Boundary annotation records
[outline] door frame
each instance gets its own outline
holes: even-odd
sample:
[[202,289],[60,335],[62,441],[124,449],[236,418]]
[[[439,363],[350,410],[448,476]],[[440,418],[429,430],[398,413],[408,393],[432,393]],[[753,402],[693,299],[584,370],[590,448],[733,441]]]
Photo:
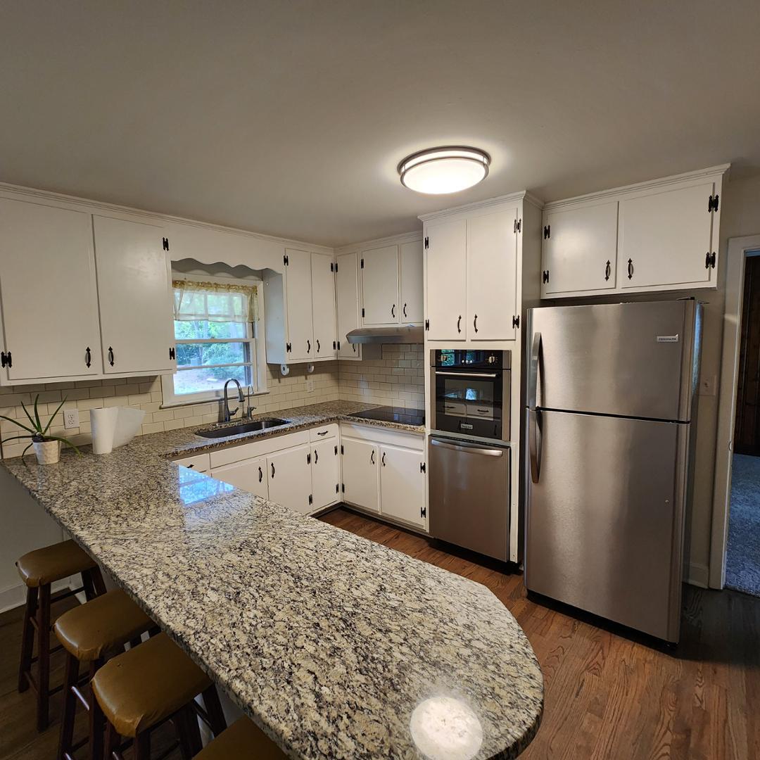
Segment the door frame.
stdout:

PROBLEM TO WORK ON
Write out the data above again, replacing each "door frame" with "window frame" and keeping everything else the same. Leave the pictures out of your answer.

TASK SOLUTION
[outline] window frame
each instance gets its own outline
holes: even-odd
sample:
[[202,289],[60,335],[62,441],[124,449],[236,418]]
[[[439,363],[350,410],[448,476]],[[440,418],[429,430],[398,413],[408,393],[432,393]],[[753,402],[693,299],[584,370],[590,448],[733,441]]]
Photo:
Segment the window frame.
stdout:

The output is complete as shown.